◆ Exercise:
Pull out every line below that contains the word "person" and copy each one unchanged.

◆ Dataset records:
——

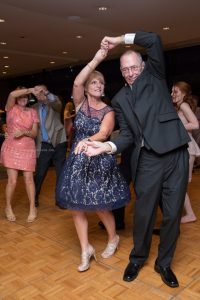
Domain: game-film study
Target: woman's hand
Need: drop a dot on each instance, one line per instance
(100, 55)
(18, 133)
(81, 147)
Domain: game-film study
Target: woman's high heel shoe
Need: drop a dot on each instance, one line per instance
(10, 215)
(32, 216)
(111, 248)
(85, 259)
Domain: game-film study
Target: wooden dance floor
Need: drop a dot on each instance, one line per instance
(39, 260)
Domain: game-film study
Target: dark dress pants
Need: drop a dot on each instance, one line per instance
(125, 169)
(48, 155)
(159, 178)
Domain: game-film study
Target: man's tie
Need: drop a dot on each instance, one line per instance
(45, 136)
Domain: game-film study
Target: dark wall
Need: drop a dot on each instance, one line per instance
(181, 64)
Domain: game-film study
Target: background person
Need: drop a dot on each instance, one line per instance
(18, 151)
(51, 138)
(185, 105)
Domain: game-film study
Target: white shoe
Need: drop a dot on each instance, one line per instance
(85, 259)
(111, 248)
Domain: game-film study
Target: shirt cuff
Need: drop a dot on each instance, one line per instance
(129, 38)
(113, 147)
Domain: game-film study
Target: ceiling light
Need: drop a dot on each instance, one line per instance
(166, 28)
(74, 18)
(102, 8)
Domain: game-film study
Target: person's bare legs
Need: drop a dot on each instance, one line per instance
(30, 189)
(87, 251)
(10, 189)
(190, 215)
(108, 220)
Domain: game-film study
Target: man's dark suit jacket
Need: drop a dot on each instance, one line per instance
(147, 112)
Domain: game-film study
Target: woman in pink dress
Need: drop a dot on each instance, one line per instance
(185, 104)
(18, 151)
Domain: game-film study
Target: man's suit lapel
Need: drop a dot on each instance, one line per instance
(129, 97)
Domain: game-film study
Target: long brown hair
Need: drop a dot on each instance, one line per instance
(186, 89)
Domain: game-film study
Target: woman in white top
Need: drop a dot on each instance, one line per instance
(185, 104)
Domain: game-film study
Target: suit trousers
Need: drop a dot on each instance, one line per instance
(159, 178)
(48, 154)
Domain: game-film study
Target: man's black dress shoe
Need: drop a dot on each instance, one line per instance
(156, 231)
(167, 275)
(118, 226)
(131, 272)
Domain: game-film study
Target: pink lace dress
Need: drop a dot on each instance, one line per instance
(19, 153)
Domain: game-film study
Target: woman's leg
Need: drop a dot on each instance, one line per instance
(81, 224)
(30, 189)
(10, 188)
(190, 215)
(87, 250)
(108, 220)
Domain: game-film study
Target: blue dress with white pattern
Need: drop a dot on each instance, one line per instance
(91, 183)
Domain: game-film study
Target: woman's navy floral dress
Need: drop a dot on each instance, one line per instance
(91, 183)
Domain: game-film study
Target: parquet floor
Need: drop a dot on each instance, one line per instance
(39, 260)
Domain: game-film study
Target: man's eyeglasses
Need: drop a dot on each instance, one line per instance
(132, 69)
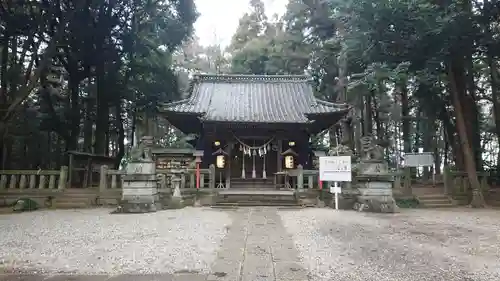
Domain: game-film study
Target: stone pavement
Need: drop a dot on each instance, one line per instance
(257, 248)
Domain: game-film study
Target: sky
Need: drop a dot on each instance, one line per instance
(218, 19)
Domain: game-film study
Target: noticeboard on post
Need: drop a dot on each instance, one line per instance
(422, 159)
(335, 168)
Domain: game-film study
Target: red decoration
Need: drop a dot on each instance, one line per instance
(197, 175)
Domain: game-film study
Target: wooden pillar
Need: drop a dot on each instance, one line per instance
(280, 149)
(229, 149)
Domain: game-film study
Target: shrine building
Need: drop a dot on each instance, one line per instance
(252, 127)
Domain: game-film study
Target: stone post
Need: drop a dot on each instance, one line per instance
(139, 190)
(211, 183)
(300, 177)
(103, 178)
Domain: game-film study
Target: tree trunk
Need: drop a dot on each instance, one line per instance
(368, 124)
(102, 118)
(405, 116)
(121, 133)
(457, 94)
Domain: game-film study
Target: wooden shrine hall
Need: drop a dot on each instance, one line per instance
(253, 127)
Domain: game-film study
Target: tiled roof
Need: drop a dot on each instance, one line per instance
(253, 98)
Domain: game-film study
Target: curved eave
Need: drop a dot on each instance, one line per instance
(186, 122)
(324, 120)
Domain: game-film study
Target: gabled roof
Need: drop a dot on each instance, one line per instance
(253, 99)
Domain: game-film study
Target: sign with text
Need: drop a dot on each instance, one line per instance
(424, 159)
(335, 168)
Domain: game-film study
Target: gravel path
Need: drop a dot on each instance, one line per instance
(97, 242)
(449, 245)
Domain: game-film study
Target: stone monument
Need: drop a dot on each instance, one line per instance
(139, 190)
(176, 201)
(373, 180)
(348, 196)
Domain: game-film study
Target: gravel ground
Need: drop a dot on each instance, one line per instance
(448, 245)
(97, 242)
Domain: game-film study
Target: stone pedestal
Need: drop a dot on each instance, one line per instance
(139, 190)
(374, 186)
(176, 201)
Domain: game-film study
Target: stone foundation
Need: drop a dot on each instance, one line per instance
(139, 190)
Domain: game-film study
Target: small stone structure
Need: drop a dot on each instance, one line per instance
(176, 201)
(139, 190)
(373, 180)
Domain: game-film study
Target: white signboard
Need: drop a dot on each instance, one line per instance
(335, 189)
(335, 168)
(424, 159)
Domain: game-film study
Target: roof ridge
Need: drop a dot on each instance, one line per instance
(252, 78)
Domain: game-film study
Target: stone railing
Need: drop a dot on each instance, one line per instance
(111, 179)
(14, 180)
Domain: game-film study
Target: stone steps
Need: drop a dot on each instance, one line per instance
(256, 197)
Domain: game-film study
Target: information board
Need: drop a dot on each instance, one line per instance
(335, 168)
(424, 159)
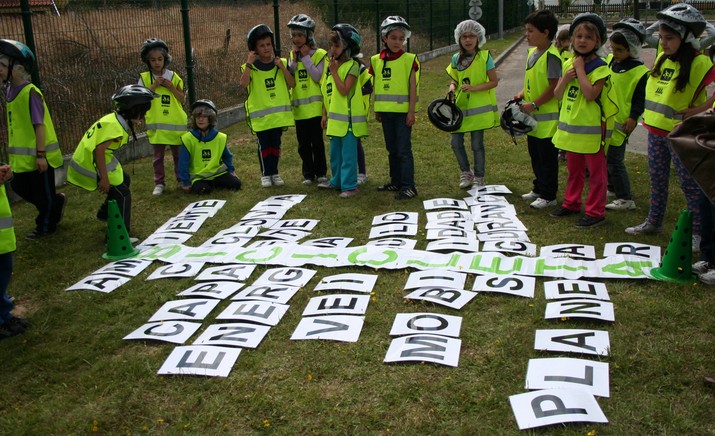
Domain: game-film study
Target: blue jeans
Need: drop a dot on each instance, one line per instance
(457, 142)
(398, 141)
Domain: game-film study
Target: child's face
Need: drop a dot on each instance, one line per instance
(469, 41)
(264, 49)
(670, 41)
(620, 53)
(156, 61)
(535, 37)
(584, 41)
(394, 40)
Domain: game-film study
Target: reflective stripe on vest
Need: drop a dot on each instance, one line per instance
(22, 143)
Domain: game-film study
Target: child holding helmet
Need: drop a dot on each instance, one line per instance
(543, 70)
(585, 121)
(166, 120)
(268, 106)
(344, 111)
(205, 162)
(474, 77)
(32, 143)
(306, 63)
(396, 74)
(675, 90)
(628, 75)
(93, 163)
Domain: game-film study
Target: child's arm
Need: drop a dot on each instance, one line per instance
(290, 80)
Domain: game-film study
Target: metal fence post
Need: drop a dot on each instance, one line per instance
(188, 51)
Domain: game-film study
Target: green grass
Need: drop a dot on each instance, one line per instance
(72, 373)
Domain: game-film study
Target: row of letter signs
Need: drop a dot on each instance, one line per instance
(561, 389)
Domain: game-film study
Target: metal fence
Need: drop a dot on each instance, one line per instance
(91, 48)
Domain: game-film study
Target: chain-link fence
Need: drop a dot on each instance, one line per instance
(92, 47)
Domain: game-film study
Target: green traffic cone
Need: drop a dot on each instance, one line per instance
(118, 244)
(676, 265)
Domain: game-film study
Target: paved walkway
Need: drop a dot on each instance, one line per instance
(511, 74)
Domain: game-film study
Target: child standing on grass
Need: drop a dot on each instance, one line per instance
(93, 163)
(166, 120)
(396, 75)
(344, 112)
(205, 162)
(628, 76)
(32, 143)
(474, 77)
(268, 107)
(543, 70)
(9, 325)
(675, 90)
(584, 121)
(307, 63)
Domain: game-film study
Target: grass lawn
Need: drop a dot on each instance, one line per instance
(72, 373)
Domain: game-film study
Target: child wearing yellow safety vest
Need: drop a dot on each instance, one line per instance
(543, 70)
(205, 162)
(268, 106)
(306, 63)
(344, 111)
(32, 143)
(585, 121)
(474, 77)
(166, 120)
(396, 75)
(94, 166)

——

◆ Right answer:
Target: background person
Target: person's bare legs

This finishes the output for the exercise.